■ **ЗАДАНИЕ**
Перепишите в виде краткого списка абзац фрагмента о взглядах Парацельса, который начинается словами «Он не был в силах». Сохраните его основные факты.

··· ФРАГМЕНТ ДОКУМЕНТА

Римская курия, лютеране, цвинглианцы и анабаптисты — все они были для него «четырьмя парами штанов одного сукна».

Когда его назвали Лютером среди врачей, он ответил: «Я — Теофраст, и больше чем те, кого вы со мной сравниваете». Им были написаны следующие дерзкие слова: «Я должен быть только Лютером? Я задам работу ему и вам, так как он недостоин развязать ремни на моих башмаках».

Парацельсчеловек независимого характера, с молодых лет привыкший к самостоятельным суждениям и органически враждебный всяческим авторитетам, решил выступить с изложением своих собственных мыслей по религиозным и социальным вопросам.

Он не был в силах порвать с религиозной идеологией и стать атеистом и материалистом. Но вместе с тем в его философских и социально-религиозных писаниях ясно обозначается господствующее стремление к изучению природы, общества и человека. Теология не была для него самоцелью, он обращался к религиозному учению лишь затем, чтобы в нем найти ключ к разрешению социальных вопросов. Если он утверждал, что только библия является для него божественным словом, и требовал свободного ее толкования, то в первую очередь лишь потому, что видел возможность подкрепить авторитетом священного писания свои требования улучшения общественного устройства.

Католическая религия являлась идеологией феодального строя. Умеренные реформаторы, в первую очередь Лютер и его сторонники, представляли интересы князей и верхушки буржуазии. Крайнее реформационное течение анабаптистов (перекрещенцев) опиралось на мелкую буржуазию, крестьянство и на тогдашний пролетариат. И хотя Парацельс отмежевался и от этого течения, все же религиозные и социальные взгляды его были наиболее близки именно к анабаптистским.

······
··· ДАННЫЕ

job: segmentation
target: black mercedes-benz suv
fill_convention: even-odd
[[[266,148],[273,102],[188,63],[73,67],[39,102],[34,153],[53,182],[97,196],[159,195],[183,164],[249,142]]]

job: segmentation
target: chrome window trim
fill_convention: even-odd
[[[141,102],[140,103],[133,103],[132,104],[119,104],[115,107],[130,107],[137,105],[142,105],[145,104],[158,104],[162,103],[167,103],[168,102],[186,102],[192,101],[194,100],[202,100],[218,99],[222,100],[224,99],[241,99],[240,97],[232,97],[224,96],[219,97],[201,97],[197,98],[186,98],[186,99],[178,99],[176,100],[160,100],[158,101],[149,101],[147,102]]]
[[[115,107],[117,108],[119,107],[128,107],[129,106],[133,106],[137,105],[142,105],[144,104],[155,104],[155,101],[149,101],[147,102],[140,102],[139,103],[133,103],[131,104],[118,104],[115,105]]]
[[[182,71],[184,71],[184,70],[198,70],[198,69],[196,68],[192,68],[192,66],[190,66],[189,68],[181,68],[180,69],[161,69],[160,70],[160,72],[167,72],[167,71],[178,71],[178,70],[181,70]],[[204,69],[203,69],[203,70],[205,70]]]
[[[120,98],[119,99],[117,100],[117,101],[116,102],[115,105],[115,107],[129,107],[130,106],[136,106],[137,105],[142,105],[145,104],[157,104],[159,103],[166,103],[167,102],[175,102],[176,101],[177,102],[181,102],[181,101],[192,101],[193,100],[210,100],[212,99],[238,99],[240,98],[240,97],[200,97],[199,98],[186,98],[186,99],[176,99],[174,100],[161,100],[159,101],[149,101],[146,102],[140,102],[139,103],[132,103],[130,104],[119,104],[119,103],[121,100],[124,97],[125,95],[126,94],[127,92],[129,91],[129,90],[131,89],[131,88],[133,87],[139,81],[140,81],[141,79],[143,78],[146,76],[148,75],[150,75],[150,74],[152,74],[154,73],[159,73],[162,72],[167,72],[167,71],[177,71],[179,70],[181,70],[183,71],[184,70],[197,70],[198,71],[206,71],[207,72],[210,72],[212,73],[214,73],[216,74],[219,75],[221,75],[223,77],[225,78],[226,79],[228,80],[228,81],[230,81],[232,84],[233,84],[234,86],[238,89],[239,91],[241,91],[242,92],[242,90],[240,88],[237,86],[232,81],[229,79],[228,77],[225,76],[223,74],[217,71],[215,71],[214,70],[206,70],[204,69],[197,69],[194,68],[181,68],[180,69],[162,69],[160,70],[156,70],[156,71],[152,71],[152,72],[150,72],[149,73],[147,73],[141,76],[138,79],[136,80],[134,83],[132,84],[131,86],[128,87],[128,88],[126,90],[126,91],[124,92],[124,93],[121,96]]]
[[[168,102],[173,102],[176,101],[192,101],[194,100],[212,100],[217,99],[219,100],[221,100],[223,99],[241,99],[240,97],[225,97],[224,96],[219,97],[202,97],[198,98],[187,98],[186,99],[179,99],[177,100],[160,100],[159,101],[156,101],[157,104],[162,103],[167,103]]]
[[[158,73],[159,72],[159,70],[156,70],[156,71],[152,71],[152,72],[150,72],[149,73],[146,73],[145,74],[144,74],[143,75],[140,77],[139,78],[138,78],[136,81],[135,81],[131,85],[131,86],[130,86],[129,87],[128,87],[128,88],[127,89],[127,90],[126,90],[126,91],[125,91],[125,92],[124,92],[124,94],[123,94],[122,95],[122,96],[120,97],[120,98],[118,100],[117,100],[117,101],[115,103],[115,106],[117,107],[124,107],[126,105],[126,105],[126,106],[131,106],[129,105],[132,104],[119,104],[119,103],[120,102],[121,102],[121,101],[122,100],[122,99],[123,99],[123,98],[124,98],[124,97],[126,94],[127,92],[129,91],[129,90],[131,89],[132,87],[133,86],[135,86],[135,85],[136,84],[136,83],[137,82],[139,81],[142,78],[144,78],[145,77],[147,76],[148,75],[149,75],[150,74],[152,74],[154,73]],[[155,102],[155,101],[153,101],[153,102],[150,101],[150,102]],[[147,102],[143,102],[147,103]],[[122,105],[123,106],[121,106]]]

······

■ **ПОЛЕ ОТВЕТА**
- Порвать с религиозной идеологией и стать атеистом и материалистом он не смог.
- В его философских и социально-религиозных писаниях господствует стремление к изучению природы, общества и человека.
- Теология не была для него самоцелью. К религиозному учению он обращался, чтобы найти в нём ключ к разрешению социальных вопросов.
- Библию он считал единственным божественным словом и требовал свободного её толкования. Прежде всего так он хотел подкрепить авторитетом священного писания свои требования улучшить общественное устройство.